→ **READING PASSAGE**:
Last year, when Jonathan Wharton, the e-business manager for Canadian energy producer Suncor Energy Inc., began sizing up the potential benefits of a new package of Internet software, he didn't take his supplier's claims at face value. The idea was to install Plumtree Software Inc.'s corporate Web portal to help Suncor's 4,000 employees get information and communicate better. Using a workbook Plumtree provided to help estimate the return on his roughly $1 million investment, he initially calculated a $13 million annual bounty. But Wharton tossed out a handful of items--including a $10 million revenue gain due to better dissemination of information. It could happen, but he wouldn't count on it. He came up with a more conservative number: $2 million. "We're a tough audience," says Wharton. "I needed to have something I could believe in and could convince my boss to believe in."

Ultimately, the deal was done. Wharton is confident he will pay for his initial investment within eight months after the software starts running next year. And while the process of sizing up the potential benefits was bumpy, he wouldn't dream of buying software without first going through the exercise of calculating his return on investment--or ROI.

Wharton is at the forefront of a phenomenon that's sweeping the corporate world: the ROI study. In the Internet's heyday, corporations didn't demand proof that e-business projects would save them money or boost revenues. Today, many corporations won't commit to new tech purchases unless they see the benefits spelled out in black and white. So tech companies are devising all sorts of studies to persuade customers to buy.

As vital as ROI analysis has become to corporations, not all studies are created equal. And some promise returns that will never materialize. Online calculators--where a company asks questions about a business and gets answers based on a formula--give only rough estimates of possible savings. Case studies of companies that have completed projects don't necessarily apply to companies in other industries. A detailed analysis of an individual company's prospects should yield more useful results, but even then, variables such as an economic slowdown are hard to anticipate.

Not surprisingly, ROI studies tend to be overly optimistic. Only 28% of major tech projects fully meet expectations, according to researcher The Standish Group. Yet a September survey of nearly 500 corporate information technology executives by researcher Jupiter Media Metrix Inc. showed that 59% of their do-it-yourself ROI studies forecast gains.

Records excerpted from a collection
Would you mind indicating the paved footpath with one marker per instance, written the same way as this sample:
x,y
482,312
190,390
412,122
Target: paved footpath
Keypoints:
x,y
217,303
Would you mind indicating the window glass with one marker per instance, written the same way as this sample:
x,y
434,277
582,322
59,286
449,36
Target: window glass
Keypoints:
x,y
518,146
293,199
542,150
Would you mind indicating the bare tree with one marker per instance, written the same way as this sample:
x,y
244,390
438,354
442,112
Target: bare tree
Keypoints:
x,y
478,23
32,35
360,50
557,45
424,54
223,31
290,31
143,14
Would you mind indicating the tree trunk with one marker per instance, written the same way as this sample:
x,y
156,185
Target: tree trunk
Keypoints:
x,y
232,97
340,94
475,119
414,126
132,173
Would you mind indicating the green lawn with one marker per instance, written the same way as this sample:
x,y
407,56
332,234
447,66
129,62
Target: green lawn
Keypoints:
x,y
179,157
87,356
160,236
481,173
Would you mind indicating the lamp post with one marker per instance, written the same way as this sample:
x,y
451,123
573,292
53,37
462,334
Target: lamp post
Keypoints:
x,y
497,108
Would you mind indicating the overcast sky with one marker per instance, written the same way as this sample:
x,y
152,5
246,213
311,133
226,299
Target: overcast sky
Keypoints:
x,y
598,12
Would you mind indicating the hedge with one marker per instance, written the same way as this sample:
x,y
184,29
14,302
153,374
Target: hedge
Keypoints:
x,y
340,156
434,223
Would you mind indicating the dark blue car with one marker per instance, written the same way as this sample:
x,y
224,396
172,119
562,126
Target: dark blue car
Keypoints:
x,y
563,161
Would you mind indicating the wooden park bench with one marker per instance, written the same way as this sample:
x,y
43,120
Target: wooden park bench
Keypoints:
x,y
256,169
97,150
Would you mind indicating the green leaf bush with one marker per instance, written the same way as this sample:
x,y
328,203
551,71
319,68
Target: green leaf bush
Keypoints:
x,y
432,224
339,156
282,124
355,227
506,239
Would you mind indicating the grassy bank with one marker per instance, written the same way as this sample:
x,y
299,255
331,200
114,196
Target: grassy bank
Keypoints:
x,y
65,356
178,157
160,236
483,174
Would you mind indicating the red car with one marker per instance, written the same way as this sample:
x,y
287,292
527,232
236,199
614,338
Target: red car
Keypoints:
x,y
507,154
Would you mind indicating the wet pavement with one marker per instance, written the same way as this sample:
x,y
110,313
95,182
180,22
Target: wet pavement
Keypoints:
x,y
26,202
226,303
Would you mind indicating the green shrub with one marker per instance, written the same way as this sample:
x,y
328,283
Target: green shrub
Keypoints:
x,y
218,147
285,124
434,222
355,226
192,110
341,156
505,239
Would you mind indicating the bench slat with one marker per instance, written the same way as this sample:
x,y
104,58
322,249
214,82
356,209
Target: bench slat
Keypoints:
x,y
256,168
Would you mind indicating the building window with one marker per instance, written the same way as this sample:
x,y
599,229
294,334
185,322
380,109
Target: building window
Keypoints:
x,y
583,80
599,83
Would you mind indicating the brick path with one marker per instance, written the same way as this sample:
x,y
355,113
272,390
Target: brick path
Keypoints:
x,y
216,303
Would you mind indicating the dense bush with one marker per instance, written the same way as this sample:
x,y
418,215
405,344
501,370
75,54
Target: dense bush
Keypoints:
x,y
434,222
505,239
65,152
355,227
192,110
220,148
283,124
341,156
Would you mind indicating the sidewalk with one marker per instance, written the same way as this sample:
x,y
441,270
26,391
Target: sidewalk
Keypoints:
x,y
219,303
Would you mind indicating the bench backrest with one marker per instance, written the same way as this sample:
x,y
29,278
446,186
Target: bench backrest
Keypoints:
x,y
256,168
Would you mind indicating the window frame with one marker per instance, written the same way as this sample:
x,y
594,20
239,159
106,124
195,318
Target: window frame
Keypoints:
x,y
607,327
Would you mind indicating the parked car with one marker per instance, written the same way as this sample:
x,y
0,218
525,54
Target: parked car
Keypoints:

→ **WHAT THE TASK ASKS**: According to the passage on ROI studies, what share of major tech projects fully meet expectations?

→ **ANSWER FOR THIS EXERCISE**: Only 28%, according to The Standish Group.